▸ EXERCISE DETAILS
Please show each line of the rows below that contains the string "clicks".
SUPPLIED RECORDS below:
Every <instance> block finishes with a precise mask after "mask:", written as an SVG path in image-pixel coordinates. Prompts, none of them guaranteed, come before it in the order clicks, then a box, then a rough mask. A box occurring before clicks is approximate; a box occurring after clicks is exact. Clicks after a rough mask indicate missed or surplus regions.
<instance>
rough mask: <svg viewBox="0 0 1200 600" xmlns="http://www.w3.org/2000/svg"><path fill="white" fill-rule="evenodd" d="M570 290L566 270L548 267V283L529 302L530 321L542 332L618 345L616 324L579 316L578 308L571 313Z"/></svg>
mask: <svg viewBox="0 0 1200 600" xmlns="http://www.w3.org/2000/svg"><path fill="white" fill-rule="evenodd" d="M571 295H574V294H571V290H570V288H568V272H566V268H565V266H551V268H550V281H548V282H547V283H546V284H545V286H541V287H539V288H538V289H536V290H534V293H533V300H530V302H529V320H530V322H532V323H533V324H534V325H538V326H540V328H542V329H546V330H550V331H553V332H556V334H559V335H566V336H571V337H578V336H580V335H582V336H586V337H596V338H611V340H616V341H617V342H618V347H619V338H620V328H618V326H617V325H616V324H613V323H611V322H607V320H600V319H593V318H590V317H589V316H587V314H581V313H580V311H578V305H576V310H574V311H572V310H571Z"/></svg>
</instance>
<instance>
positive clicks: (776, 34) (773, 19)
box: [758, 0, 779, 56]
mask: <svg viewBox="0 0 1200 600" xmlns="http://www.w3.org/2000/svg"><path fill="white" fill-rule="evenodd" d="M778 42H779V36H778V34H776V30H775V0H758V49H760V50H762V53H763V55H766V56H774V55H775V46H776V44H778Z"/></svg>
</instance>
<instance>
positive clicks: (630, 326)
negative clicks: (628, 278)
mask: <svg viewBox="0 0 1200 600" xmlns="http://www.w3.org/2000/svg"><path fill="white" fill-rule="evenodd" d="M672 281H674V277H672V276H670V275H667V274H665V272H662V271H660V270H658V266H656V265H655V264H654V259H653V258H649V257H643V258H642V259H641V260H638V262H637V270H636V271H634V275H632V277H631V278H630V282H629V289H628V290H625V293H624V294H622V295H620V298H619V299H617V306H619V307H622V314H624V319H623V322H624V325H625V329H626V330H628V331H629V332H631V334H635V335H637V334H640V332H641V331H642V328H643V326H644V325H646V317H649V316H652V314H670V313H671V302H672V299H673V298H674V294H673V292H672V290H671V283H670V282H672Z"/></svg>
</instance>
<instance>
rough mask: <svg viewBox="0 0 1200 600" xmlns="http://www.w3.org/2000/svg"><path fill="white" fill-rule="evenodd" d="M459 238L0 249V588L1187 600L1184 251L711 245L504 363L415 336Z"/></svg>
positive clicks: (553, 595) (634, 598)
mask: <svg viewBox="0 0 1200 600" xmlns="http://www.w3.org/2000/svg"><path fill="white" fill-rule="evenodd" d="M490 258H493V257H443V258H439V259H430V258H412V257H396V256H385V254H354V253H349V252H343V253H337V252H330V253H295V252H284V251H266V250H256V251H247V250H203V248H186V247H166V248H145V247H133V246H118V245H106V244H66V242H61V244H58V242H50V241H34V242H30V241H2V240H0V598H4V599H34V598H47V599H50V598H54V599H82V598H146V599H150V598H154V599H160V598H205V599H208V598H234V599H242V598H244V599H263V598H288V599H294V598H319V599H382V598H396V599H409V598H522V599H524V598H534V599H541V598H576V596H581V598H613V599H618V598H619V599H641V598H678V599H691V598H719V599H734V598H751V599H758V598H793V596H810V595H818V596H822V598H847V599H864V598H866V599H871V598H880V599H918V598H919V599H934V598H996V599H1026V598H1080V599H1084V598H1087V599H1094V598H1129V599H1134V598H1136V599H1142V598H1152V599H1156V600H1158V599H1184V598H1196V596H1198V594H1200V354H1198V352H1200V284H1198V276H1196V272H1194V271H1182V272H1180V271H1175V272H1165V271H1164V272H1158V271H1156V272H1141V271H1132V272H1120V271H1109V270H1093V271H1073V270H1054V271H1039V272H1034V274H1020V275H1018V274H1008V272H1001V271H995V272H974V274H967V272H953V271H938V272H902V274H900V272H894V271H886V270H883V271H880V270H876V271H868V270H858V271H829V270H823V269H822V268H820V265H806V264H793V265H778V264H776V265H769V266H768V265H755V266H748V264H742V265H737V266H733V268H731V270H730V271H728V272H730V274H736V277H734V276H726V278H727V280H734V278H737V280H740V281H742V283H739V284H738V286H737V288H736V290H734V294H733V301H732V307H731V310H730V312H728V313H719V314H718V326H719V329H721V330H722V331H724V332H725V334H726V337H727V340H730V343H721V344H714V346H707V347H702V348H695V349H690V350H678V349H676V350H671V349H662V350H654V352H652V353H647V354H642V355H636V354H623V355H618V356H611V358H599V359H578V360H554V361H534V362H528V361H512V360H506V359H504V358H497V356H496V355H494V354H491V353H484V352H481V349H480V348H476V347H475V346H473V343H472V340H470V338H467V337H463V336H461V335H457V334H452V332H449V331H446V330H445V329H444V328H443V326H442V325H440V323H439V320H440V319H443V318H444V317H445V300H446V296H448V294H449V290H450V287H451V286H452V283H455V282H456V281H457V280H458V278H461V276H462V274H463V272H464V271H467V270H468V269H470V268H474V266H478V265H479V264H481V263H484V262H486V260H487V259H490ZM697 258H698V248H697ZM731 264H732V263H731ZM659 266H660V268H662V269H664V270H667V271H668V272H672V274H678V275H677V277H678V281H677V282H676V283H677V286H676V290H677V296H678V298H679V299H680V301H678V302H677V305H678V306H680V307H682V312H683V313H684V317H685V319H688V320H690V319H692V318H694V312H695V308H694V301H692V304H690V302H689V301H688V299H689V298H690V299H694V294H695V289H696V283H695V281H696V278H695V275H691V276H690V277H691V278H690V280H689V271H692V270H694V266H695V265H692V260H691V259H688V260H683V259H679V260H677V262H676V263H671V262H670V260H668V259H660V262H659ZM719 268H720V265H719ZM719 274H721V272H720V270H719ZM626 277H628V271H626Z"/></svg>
End of SUPPLIED RECORDS.
▸ EXERCISE ANSWER
Every <instance> block finishes with a precise mask after "mask:", written as an SVG path in image-pixel coordinates. Prompts, none of them guaranteed, come before it in the order clicks, then a box, then a rough mask. A box occurring before clicks is approximate; a box occurring after clicks is exact. Clicks after a rough mask indicate missed or surplus regions.
positive clicks: (776, 34) (773, 19)
positive clicks: (630, 326)
negative clicks: (628, 278)
positive clicks: (553, 595) (634, 598)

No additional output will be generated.